Kopieer de regels van de lijst letterlijk, te beginnen bij de regel met "Target: beige baseball cap" en doorlopend tot en met het einde van de lijst.
# # #
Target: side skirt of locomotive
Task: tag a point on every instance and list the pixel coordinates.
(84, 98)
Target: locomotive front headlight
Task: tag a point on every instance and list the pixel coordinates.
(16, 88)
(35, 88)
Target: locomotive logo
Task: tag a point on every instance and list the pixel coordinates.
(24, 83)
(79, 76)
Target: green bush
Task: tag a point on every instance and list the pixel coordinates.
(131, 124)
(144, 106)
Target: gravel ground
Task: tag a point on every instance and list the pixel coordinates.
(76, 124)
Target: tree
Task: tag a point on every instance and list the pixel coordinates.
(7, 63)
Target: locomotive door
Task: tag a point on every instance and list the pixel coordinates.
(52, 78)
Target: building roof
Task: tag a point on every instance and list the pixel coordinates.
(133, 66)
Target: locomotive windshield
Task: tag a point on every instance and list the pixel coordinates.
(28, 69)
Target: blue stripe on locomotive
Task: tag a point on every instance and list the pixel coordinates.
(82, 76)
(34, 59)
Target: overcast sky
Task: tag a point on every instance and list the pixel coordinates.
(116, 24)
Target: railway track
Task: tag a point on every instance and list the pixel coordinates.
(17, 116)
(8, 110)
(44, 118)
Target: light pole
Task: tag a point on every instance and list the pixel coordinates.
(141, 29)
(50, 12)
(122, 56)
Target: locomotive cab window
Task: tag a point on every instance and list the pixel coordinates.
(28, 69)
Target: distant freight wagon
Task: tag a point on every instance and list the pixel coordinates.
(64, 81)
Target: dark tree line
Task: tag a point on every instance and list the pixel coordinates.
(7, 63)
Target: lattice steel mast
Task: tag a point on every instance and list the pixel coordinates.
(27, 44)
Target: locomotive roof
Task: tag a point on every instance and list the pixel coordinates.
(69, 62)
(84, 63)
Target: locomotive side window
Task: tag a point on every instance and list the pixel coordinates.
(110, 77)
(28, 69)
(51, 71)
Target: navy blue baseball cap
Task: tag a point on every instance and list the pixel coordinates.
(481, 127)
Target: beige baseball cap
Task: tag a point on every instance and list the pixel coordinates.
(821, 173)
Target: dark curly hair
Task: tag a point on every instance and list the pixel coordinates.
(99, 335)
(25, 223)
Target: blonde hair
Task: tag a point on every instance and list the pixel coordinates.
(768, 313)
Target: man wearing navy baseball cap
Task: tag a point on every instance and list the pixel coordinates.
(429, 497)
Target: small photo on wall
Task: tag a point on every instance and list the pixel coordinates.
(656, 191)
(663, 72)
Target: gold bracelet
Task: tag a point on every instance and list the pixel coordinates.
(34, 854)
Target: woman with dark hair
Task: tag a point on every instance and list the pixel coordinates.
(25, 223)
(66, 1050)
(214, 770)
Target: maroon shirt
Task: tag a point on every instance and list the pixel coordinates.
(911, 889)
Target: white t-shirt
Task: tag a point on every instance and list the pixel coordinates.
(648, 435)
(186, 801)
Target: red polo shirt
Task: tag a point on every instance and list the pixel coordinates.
# # #
**OPLOSSING:**
Target: beige baseball cap
Task: tag a point on every instance and list the pixel coordinates.
(821, 173)
Target: dark curly hair
Task: tag a point on every instance and list the pixel coordinates.
(99, 335)
(25, 223)
Target: blonde hair
Task: tag a point on every instance and list the pixel coordinates.
(768, 313)
Target: man wearing navy baseball cap
Task: tag a point on every instance and list the pixel coordinates.
(429, 497)
Target: small photo on wall
Task: tag a point on every instance and list the pixel coordinates.
(656, 191)
(663, 72)
Target: gold bracelet
Task: tag a point on every instance and list the pixel coordinates.
(34, 854)
Target: woman with dark hair
Task: tag a point on every instance and list the pixel coordinates.
(25, 223)
(66, 1050)
(214, 770)
Target: maroon shirt
Task: tag a point on every instance and list the pixel coordinates.
(911, 889)
Target: white t-shirt
Task: tag a point on every instance and list the pixel coordinates.
(648, 435)
(186, 801)
Target: red polo shirt
Task: tag a point on every instance and list the pixel coordinates.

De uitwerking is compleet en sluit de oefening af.